= Exercise aim =
From the records below, extract each line that contains the string "white", reproducing every such line in full.

= Data =
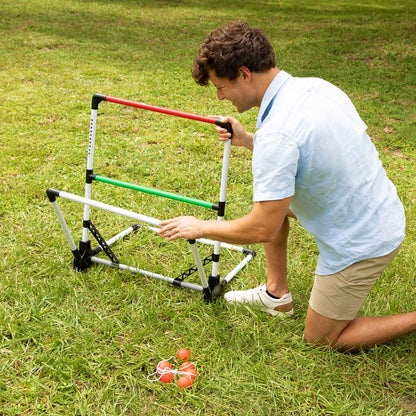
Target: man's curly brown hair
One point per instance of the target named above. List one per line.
(227, 49)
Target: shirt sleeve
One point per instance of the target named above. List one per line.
(274, 166)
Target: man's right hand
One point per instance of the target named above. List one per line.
(241, 137)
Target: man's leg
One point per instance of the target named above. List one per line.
(361, 332)
(273, 297)
(276, 259)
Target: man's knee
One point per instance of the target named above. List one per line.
(320, 330)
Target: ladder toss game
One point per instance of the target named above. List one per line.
(85, 256)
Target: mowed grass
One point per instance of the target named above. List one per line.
(76, 343)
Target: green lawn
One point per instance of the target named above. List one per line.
(76, 343)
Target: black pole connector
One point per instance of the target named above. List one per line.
(52, 194)
(82, 257)
(227, 126)
(207, 294)
(89, 176)
(96, 99)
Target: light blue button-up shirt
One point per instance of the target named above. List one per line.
(312, 145)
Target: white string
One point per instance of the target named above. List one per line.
(162, 371)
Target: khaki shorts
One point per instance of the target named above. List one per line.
(340, 296)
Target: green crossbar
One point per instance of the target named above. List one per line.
(157, 192)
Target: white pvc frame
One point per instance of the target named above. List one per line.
(152, 224)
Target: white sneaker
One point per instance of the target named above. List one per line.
(259, 298)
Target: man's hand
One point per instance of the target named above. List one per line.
(241, 137)
(190, 228)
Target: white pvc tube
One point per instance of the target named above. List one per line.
(223, 190)
(146, 273)
(90, 165)
(110, 208)
(199, 266)
(63, 225)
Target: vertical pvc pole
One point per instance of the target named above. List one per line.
(90, 165)
(223, 190)
(201, 271)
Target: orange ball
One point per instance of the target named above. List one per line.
(191, 373)
(185, 381)
(186, 366)
(163, 367)
(166, 378)
(183, 354)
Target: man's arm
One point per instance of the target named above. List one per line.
(261, 225)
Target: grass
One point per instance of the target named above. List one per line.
(83, 343)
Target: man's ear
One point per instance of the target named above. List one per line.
(245, 73)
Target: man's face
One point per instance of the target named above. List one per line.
(238, 91)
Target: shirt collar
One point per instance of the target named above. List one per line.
(270, 94)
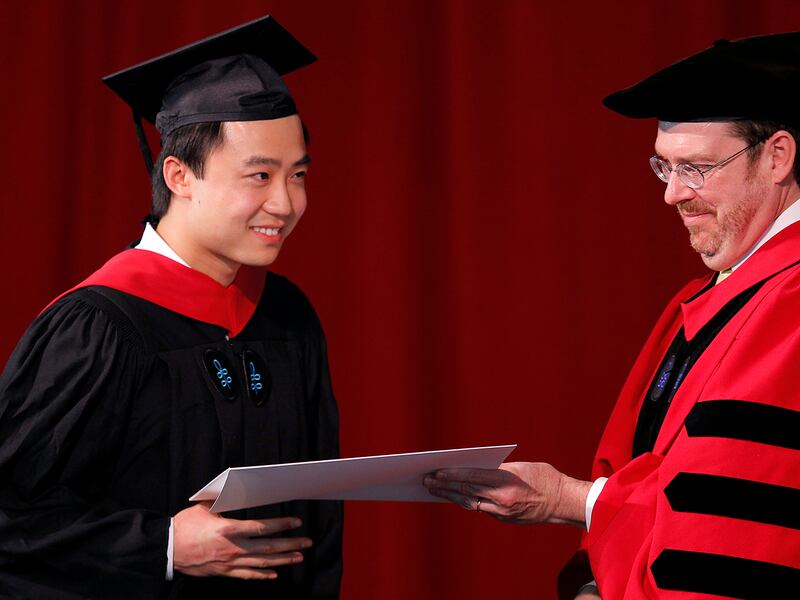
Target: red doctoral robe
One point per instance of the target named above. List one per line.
(714, 510)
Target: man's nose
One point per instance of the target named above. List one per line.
(279, 202)
(677, 191)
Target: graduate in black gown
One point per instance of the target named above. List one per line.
(177, 359)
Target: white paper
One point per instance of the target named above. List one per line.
(395, 477)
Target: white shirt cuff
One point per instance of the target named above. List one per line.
(591, 498)
(169, 548)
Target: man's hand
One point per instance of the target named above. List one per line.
(522, 493)
(206, 544)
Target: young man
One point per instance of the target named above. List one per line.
(178, 359)
(696, 479)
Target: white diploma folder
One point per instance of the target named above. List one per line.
(395, 477)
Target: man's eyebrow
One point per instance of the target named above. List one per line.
(694, 159)
(260, 160)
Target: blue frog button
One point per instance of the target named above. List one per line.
(221, 373)
(258, 383)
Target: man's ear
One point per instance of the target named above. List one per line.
(781, 149)
(177, 176)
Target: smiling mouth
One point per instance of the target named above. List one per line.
(270, 231)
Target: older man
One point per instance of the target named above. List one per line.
(696, 478)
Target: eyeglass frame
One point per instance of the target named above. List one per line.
(680, 168)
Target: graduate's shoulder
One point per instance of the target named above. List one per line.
(92, 310)
(284, 301)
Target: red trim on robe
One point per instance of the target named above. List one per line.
(171, 285)
(754, 358)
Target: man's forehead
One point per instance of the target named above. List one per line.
(692, 138)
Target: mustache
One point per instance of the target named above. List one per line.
(693, 207)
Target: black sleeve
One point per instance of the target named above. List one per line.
(64, 398)
(324, 430)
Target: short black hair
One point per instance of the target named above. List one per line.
(754, 131)
(191, 144)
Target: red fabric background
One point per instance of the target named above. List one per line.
(485, 243)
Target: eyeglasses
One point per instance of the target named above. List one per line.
(692, 175)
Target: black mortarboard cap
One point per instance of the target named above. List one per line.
(751, 78)
(232, 76)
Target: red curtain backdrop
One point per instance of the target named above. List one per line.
(485, 243)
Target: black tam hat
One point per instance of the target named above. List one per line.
(232, 76)
(751, 78)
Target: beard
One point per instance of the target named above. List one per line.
(730, 221)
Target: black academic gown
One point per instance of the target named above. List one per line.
(110, 419)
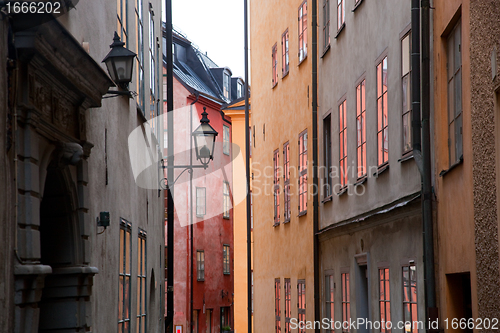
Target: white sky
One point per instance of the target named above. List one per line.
(216, 27)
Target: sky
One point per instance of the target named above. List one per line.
(216, 27)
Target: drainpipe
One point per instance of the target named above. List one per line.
(314, 24)
(247, 172)
(191, 207)
(429, 277)
(170, 171)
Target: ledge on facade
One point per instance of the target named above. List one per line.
(361, 180)
(381, 169)
(357, 5)
(340, 30)
(406, 157)
(325, 50)
(342, 191)
(32, 269)
(380, 210)
(453, 166)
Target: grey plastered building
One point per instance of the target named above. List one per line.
(370, 228)
(64, 160)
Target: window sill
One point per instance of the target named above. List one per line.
(340, 30)
(381, 169)
(342, 191)
(406, 157)
(453, 166)
(357, 4)
(327, 48)
(301, 61)
(327, 199)
(361, 180)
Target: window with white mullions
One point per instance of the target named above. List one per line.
(410, 298)
(125, 264)
(225, 140)
(200, 265)
(346, 302)
(303, 31)
(226, 200)
(326, 23)
(225, 259)
(303, 172)
(277, 306)
(276, 190)
(384, 300)
(382, 114)
(141, 283)
(288, 305)
(454, 64)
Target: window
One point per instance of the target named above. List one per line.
(121, 15)
(303, 31)
(326, 23)
(225, 138)
(406, 84)
(196, 314)
(288, 305)
(343, 144)
(284, 49)
(239, 90)
(141, 282)
(139, 42)
(286, 178)
(327, 155)
(303, 172)
(329, 304)
(227, 204)
(225, 84)
(454, 58)
(410, 298)
(276, 160)
(384, 299)
(346, 302)
(274, 57)
(200, 264)
(277, 306)
(225, 259)
(201, 201)
(125, 262)
(382, 130)
(340, 14)
(361, 129)
(301, 307)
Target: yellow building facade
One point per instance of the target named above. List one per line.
(281, 71)
(237, 113)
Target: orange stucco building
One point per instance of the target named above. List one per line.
(466, 36)
(281, 66)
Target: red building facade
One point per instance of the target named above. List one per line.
(206, 243)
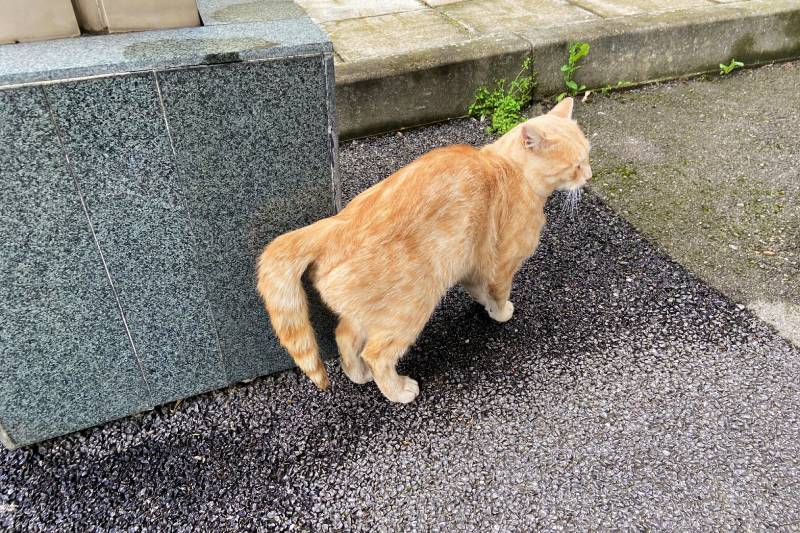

= The completed task =
Target: white string
Target: white pvc frame
Target: white sneaker
Target: white pvc tube
Target: white paper
Target: white shirt cuff
Target: white diploma folder
Target: white sky
Target: window with white mullions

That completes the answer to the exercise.